-- Instrucción 1 --
Según el fragmento sobre los derechos de las personas mayores durante la pandemia, ¿por qué medio se realiza ahora el acompañamiento afectivo a los mayores?
-- Instrucción 2 --
Prolonga el fragmento sobre los derechos de las personas mayores durante la pandemia a partir de su última oración.

Al hilo de lo ponderado, convendría no omitir el Artículo 1º de la Declaración Universal de los Derechos Humanos de 1948, que literalmente dice: “todos los seres humanos nacemos libres e iguales en dignidad y derecho”.
En una guerra abierta pero, sin enemigo visible, no puede, ni debe atentarse contra los Derechos Humanos de las personas. La pandemia está dando transparencia a la discriminación por razón de edad, que no puede recapitular más sufrimientos como los ocasionados por la desidia y el prototipo de atención como en coyunturas se ha observado, sino más bien, sustentados en esos derechos de libertad y dignidad que enarbolamos como un valor y condición cardinal de la sociedad de hoy.
Actualmente, estos derechos lo intuimos debilitados y dañados en los mayores que residen solos. He aquí, la dimensión de ese esfuerzo y labor solidaria desplegados sin distinción, que nos atañe para que ninguno se perciba desatendido o desamparado, dando lo mejor de sí con ellas y ellos desde la entereza y el rigor imprimido por las autoridades, estableciendo métodos alejados del edadismo.
Objetivamente, si de por sí están atenuadas las relaciones sociales, lo que ha variado es el foco de atención y acompañamiento, supliéndolos por el afectivo que se hace junto a ellos, valga la redundancia, por el acompañamiento telefónico.

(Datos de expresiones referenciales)
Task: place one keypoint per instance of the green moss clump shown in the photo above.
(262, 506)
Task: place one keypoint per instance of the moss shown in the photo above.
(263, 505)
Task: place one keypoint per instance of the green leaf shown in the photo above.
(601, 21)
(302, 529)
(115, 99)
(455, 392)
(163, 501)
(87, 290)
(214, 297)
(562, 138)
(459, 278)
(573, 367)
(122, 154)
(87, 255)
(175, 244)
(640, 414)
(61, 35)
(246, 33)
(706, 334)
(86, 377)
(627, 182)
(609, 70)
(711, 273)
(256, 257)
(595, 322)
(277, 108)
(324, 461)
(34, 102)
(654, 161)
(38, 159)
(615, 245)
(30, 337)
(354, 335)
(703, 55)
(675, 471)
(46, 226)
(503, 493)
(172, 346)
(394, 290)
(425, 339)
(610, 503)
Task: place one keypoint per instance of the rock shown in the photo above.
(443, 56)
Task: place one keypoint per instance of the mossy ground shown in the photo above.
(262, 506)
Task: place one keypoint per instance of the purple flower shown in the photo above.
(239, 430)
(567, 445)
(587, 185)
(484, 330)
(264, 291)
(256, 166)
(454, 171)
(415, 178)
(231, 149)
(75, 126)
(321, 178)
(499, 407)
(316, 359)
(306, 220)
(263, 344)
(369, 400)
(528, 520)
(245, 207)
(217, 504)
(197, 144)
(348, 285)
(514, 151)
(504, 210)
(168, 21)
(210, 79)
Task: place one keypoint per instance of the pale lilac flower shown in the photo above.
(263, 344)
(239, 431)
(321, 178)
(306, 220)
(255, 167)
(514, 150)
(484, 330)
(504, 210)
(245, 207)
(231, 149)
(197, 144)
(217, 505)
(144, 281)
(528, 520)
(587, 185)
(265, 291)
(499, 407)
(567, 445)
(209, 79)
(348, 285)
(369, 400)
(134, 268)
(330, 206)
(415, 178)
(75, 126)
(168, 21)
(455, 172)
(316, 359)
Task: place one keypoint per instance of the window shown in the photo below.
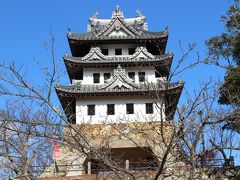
(130, 108)
(157, 72)
(141, 76)
(96, 77)
(105, 51)
(149, 108)
(110, 109)
(118, 51)
(131, 75)
(91, 109)
(131, 51)
(107, 76)
(78, 75)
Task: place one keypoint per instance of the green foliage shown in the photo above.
(227, 45)
(230, 90)
(224, 51)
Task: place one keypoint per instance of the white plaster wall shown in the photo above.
(120, 110)
(88, 74)
(111, 48)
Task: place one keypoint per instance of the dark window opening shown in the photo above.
(118, 51)
(91, 109)
(107, 76)
(105, 51)
(141, 76)
(131, 75)
(110, 109)
(157, 72)
(149, 108)
(96, 77)
(130, 108)
(154, 49)
(78, 75)
(131, 51)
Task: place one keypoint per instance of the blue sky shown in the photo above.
(26, 24)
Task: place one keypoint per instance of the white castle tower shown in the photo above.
(119, 74)
(114, 70)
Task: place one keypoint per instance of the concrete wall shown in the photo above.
(120, 110)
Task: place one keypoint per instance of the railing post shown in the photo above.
(89, 167)
(127, 165)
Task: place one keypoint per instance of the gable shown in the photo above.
(94, 54)
(118, 27)
(119, 80)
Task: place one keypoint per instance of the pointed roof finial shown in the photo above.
(95, 15)
(138, 13)
(117, 13)
(69, 32)
(117, 8)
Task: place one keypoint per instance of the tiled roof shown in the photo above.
(117, 59)
(92, 36)
(78, 89)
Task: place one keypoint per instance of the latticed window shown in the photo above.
(131, 75)
(91, 109)
(149, 108)
(96, 77)
(107, 76)
(131, 51)
(141, 76)
(105, 51)
(110, 109)
(130, 108)
(118, 51)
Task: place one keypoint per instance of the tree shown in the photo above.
(224, 51)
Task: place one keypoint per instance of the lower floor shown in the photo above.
(119, 109)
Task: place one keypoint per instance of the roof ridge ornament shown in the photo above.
(117, 13)
(119, 80)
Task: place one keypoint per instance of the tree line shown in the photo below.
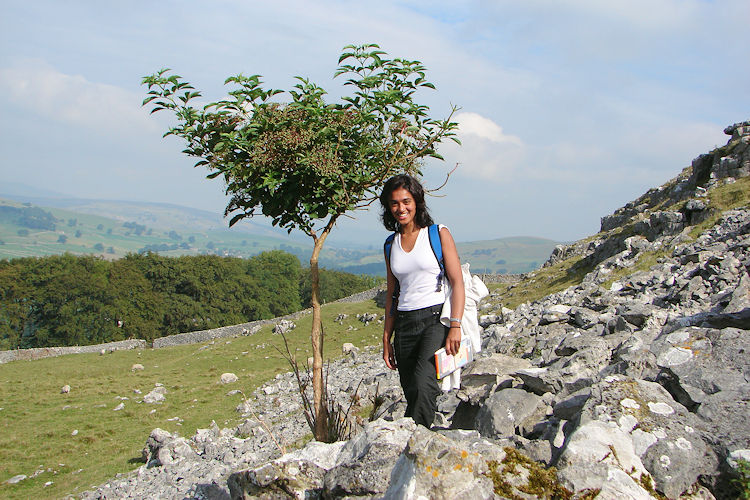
(79, 300)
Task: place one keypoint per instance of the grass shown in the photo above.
(37, 421)
(540, 283)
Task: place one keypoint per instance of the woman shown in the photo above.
(413, 269)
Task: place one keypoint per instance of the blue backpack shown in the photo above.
(433, 232)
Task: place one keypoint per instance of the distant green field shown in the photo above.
(114, 229)
(80, 233)
(512, 255)
(37, 422)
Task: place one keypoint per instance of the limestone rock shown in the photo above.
(156, 395)
(508, 412)
(433, 466)
(164, 448)
(365, 463)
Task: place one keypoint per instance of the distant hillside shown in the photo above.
(28, 230)
(49, 226)
(518, 254)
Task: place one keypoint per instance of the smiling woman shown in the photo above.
(412, 330)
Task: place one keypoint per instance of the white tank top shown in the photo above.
(417, 273)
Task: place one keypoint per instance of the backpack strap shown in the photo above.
(387, 246)
(437, 248)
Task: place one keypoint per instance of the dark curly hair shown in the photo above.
(421, 216)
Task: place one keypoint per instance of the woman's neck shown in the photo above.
(409, 228)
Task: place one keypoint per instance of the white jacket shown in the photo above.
(475, 290)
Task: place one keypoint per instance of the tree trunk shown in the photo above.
(316, 336)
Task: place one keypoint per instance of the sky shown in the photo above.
(569, 108)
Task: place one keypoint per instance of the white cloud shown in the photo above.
(477, 125)
(486, 152)
(35, 85)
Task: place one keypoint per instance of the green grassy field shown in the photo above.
(191, 232)
(92, 234)
(38, 421)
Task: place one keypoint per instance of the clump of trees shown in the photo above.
(30, 217)
(79, 300)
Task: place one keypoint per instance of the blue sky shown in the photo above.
(569, 109)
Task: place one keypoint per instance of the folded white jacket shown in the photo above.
(475, 290)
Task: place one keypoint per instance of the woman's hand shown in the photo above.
(389, 356)
(453, 341)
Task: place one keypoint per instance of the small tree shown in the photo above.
(305, 163)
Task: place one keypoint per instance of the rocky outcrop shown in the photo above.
(668, 209)
(631, 387)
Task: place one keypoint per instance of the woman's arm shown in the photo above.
(388, 354)
(458, 294)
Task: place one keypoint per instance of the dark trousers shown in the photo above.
(418, 334)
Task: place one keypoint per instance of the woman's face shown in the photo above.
(402, 206)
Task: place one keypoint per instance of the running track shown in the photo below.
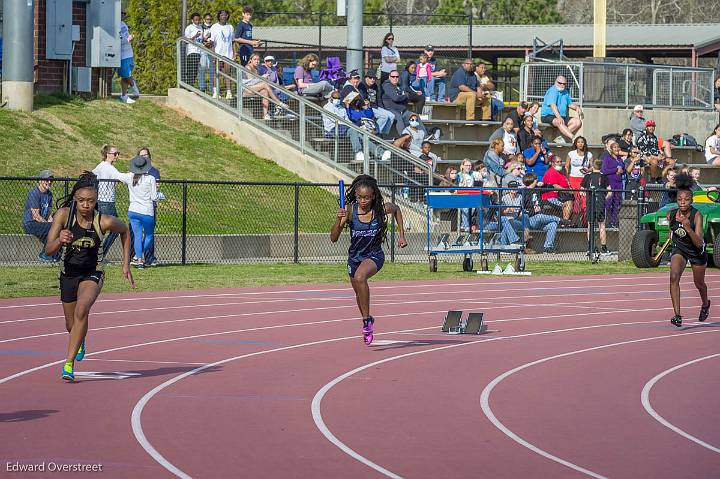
(578, 377)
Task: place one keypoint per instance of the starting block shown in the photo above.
(453, 323)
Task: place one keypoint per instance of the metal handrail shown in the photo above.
(303, 105)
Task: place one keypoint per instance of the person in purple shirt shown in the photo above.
(614, 168)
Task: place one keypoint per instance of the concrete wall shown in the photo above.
(601, 121)
(255, 140)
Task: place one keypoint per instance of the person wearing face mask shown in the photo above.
(555, 107)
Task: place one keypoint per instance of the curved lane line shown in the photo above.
(645, 400)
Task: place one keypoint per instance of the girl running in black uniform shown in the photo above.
(365, 212)
(686, 229)
(81, 267)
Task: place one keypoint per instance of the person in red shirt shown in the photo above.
(555, 178)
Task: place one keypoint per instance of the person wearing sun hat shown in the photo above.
(141, 213)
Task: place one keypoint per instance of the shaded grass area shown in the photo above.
(42, 281)
(66, 134)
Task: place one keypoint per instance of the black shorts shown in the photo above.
(694, 259)
(549, 118)
(70, 284)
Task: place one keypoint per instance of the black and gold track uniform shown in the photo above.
(682, 243)
(83, 259)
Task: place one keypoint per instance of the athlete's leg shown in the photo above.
(677, 266)
(88, 292)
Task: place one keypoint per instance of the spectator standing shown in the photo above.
(304, 80)
(37, 214)
(143, 194)
(613, 167)
(107, 175)
(712, 147)
(464, 88)
(243, 36)
(555, 107)
(389, 57)
(193, 32)
(222, 34)
(127, 63)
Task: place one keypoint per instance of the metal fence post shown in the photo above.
(184, 224)
(296, 242)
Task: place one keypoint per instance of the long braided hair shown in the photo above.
(378, 204)
(86, 180)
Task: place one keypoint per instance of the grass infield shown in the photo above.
(42, 280)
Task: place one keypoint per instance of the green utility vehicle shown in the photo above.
(654, 232)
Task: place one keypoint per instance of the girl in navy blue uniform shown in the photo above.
(686, 229)
(81, 266)
(365, 213)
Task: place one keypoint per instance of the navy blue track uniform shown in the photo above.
(362, 242)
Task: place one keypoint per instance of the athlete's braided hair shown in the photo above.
(378, 204)
(87, 180)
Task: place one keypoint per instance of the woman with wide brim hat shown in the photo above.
(141, 213)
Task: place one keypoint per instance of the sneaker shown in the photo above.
(368, 330)
(704, 312)
(68, 373)
(81, 352)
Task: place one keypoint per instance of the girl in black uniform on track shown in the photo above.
(365, 213)
(81, 266)
(686, 229)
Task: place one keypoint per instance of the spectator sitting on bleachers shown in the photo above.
(537, 158)
(412, 86)
(555, 107)
(514, 172)
(637, 122)
(494, 160)
(255, 85)
(383, 117)
(559, 195)
(359, 112)
(526, 132)
(507, 133)
(712, 147)
(395, 100)
(518, 114)
(304, 80)
(614, 168)
(464, 88)
(535, 219)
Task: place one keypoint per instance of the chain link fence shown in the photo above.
(241, 222)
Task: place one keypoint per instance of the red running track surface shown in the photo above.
(276, 382)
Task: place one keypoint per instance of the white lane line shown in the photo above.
(483, 285)
(485, 396)
(645, 400)
(376, 298)
(136, 420)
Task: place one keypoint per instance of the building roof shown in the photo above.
(508, 36)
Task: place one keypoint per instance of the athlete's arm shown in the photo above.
(114, 225)
(340, 221)
(393, 209)
(57, 236)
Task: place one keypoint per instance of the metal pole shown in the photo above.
(19, 57)
(296, 244)
(354, 36)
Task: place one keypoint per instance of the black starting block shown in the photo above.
(453, 323)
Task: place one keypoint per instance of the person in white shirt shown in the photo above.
(141, 212)
(127, 63)
(193, 32)
(222, 34)
(712, 147)
(107, 175)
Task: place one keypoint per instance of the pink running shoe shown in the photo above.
(368, 330)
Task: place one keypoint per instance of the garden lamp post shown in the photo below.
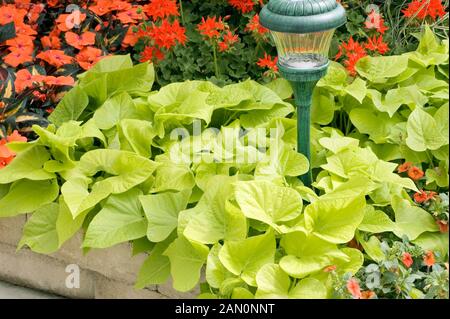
(302, 31)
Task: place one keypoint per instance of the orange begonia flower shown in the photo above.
(66, 22)
(59, 81)
(16, 137)
(55, 57)
(17, 57)
(80, 41)
(88, 57)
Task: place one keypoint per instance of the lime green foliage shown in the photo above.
(124, 163)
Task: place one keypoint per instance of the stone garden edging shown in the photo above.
(104, 273)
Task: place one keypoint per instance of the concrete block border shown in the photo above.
(104, 274)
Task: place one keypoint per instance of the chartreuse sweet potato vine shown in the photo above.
(123, 163)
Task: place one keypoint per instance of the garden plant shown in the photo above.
(165, 124)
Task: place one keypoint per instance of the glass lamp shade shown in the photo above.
(303, 50)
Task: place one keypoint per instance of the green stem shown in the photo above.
(303, 99)
(257, 48)
(182, 12)
(216, 65)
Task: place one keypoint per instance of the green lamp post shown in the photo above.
(302, 31)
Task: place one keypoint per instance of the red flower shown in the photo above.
(161, 9)
(407, 260)
(368, 294)
(375, 21)
(404, 167)
(377, 44)
(21, 43)
(255, 26)
(330, 268)
(425, 8)
(66, 22)
(354, 51)
(59, 81)
(415, 173)
(443, 226)
(429, 259)
(55, 57)
(16, 137)
(228, 40)
(421, 197)
(354, 288)
(80, 41)
(151, 53)
(88, 56)
(167, 35)
(211, 27)
(131, 16)
(6, 155)
(17, 57)
(245, 6)
(23, 80)
(268, 62)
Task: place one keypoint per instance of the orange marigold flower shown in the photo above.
(407, 259)
(55, 57)
(354, 288)
(268, 62)
(429, 259)
(245, 6)
(88, 57)
(415, 173)
(80, 41)
(161, 9)
(404, 167)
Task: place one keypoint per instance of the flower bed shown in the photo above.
(198, 176)
(44, 45)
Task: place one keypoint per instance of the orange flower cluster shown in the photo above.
(159, 36)
(6, 155)
(269, 63)
(421, 9)
(353, 51)
(414, 172)
(355, 290)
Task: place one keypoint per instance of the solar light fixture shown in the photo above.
(302, 31)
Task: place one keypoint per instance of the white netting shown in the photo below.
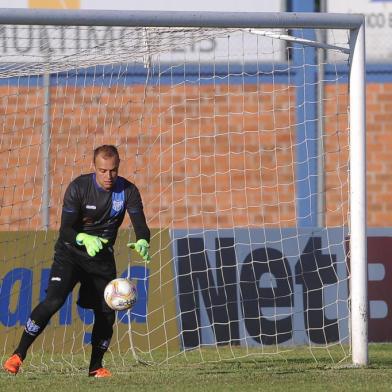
(207, 124)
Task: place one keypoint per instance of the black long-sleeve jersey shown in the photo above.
(88, 208)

-- Resultado 1 --
Se realiza mediante el acompañamiento telefónico.

-- Resultado 2 --
A este tenor de una edad cronológica, biológica y otra funcional o clínica, los móviles se tornan en los grandes aliados en cada llamada que se produce, ante en esa ausencia de cercanía física que termina siendo emocional, apaciguando el agravamiento de la carga de ansiedad o de soledad, que es la causante de trastornos cognitivos, demencias o problemas psicológicos importantes.
Podemos estar aislados socialmente sin reportar sentimientos de soledad, como, del mismo modo, estar solos sin estar aislados socialmente; pero, irremediablemente, ambos ámbitos acarrean daños a la salud física y mental. Sin inmiscuirse, el papel desplegado por las redes e interacciones sociales que optimizan las energías con besos y abrazos virtuales.
Las medidas han de equilibrar el blindaje de cara al virus y la decadencia de la calidad de vida con la enfermedad; la ponderación impropia de las acciones de distanciamiento social complican un panorama dificultoso.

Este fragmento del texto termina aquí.